SOURCE PASSAGE:
These days I discuss economic and geopolitical forecasts with global macro traders in London and New York. These traders need clear probabilities and confidence intervals to build profitable trades. They know the rewards for getting it right can be massive — if they get it right more often than wrong. The job isn’t getting any easier, though.

For two years now I’ve been conducting a survey of global macro traders at six-month intervals on what they consider to be the key global macro variables: a combination of asset prices, currency and interest rates, and security events. Then I examine the actual results and puzzle over what they got right and what they got wrong, and — most important — why. What habits of mind and models account for accuracy or being off the mark?

EXTRACTED INFORMATION:

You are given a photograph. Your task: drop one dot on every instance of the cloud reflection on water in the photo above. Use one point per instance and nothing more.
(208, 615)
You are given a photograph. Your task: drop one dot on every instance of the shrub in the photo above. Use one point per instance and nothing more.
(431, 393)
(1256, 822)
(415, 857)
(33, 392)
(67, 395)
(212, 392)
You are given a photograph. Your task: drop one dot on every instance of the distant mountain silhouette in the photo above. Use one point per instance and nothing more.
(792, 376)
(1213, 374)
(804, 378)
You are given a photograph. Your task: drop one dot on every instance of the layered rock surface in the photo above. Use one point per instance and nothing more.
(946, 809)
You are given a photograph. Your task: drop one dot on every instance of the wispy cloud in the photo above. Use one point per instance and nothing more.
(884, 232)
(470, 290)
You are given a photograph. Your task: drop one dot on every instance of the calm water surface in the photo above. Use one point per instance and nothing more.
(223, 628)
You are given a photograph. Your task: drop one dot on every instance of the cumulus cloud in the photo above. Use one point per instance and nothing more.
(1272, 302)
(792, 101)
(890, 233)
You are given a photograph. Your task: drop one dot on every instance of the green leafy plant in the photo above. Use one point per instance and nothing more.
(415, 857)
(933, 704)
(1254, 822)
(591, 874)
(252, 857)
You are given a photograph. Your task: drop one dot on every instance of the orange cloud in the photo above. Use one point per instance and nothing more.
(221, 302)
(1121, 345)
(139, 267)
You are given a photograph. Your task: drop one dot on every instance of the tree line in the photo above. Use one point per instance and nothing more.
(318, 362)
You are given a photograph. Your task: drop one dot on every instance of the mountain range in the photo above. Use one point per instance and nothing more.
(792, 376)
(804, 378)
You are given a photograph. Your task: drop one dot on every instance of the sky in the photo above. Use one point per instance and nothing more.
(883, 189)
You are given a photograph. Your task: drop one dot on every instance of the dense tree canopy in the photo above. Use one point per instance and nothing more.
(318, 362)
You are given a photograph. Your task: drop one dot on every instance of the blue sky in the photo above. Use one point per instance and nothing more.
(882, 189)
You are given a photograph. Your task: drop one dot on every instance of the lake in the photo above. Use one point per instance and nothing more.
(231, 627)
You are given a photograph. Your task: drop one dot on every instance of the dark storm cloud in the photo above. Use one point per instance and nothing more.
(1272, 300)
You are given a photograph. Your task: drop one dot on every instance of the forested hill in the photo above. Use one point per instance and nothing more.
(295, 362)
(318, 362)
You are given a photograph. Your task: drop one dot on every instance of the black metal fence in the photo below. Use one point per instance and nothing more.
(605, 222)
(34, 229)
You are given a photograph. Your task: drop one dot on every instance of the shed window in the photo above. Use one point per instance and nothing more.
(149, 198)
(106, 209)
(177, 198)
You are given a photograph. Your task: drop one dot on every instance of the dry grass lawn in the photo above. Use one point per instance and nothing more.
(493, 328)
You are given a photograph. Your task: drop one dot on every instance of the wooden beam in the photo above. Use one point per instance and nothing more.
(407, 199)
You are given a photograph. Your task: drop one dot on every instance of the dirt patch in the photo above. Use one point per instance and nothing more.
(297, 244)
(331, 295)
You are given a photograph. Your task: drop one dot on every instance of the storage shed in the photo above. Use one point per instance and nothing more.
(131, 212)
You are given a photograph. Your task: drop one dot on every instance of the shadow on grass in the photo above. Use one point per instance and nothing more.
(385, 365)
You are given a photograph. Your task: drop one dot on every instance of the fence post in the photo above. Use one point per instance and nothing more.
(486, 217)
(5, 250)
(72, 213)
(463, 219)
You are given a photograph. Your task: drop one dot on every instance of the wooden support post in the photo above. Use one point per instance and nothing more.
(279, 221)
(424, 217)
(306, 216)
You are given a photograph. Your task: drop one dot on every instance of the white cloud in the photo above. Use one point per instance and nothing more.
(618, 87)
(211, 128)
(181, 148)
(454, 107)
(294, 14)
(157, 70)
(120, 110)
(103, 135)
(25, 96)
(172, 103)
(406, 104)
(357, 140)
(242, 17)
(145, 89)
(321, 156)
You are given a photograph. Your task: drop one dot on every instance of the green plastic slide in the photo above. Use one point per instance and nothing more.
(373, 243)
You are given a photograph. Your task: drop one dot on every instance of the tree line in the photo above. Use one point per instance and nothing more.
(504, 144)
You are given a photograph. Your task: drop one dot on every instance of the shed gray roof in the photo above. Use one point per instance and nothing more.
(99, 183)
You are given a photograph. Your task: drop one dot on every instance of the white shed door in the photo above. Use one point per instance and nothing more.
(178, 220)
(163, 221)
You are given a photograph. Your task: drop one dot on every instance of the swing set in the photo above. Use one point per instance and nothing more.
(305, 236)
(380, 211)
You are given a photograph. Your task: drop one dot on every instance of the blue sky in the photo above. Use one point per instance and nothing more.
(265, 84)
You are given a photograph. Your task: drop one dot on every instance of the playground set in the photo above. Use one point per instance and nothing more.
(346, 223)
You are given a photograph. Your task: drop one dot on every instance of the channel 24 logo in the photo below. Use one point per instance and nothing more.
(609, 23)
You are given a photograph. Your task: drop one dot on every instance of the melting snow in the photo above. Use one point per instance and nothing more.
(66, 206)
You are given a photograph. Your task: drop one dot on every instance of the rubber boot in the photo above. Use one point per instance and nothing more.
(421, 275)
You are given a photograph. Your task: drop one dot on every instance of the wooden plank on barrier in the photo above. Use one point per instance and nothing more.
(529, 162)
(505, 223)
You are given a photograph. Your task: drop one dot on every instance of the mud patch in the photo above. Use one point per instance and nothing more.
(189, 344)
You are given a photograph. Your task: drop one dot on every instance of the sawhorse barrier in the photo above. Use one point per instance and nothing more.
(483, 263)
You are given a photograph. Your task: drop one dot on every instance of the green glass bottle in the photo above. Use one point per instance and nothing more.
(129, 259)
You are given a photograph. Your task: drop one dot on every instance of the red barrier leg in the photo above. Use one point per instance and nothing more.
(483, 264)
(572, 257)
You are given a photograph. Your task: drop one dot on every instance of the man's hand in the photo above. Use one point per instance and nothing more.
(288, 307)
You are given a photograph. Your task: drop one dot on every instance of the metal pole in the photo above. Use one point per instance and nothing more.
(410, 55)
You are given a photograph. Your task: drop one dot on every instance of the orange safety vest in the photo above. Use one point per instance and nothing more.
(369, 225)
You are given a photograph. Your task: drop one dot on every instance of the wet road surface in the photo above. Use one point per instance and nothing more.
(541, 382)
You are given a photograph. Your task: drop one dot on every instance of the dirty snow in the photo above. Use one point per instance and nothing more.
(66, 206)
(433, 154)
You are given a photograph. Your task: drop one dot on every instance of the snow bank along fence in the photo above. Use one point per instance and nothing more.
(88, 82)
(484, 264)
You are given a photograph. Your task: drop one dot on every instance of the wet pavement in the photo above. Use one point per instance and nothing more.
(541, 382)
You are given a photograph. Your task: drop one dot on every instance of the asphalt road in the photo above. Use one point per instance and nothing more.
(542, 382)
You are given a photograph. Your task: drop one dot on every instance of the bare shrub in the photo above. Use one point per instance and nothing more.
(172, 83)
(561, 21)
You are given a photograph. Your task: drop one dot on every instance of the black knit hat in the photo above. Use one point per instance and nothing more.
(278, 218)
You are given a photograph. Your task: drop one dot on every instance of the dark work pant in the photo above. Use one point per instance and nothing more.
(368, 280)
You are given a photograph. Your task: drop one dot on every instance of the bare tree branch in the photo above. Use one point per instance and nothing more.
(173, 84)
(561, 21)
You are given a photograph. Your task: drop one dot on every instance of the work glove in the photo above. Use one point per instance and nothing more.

YOUR TASKS:
**a)** Please revise the passage on global macro traders, starting with "These days I" and going on through "off the mark?", with "survey" replaced by "poll".
**b)** According to the passage on global macro traders, how often is the survey of these traders carried out?
**c)** In one to three sentences, explain why the traders in the passage on global macro traders need clear probabilities and confidence intervals.

PROBLEM SOLUTIONS:
**a)**
These days I discuss economic and geopolitical forecasts with global macro traders in London and New York. These traders need clear probabilities and confidence intervals to build profitable trades. They know the rewards for getting it right can be massive — if they get it right more often than wrong. The job isn’t getting any easier, though.

For two years now I’ve been conducting a poll of global macro traders at six-month intervals on what they consider to be the key global macro variables: a combination of asset prices, currency and interest rates, and security events. Then I examine the actual results and puzzle over what they got right and what they got wrong, and — most important — why. What habits of mind and models account for accuracy or being off the mark?

**b)** At six-month intervals.

**c)** They need them to build profitable trades. The rewards for getting a forecast right can be massive, but only if the traders are right more often than wrong.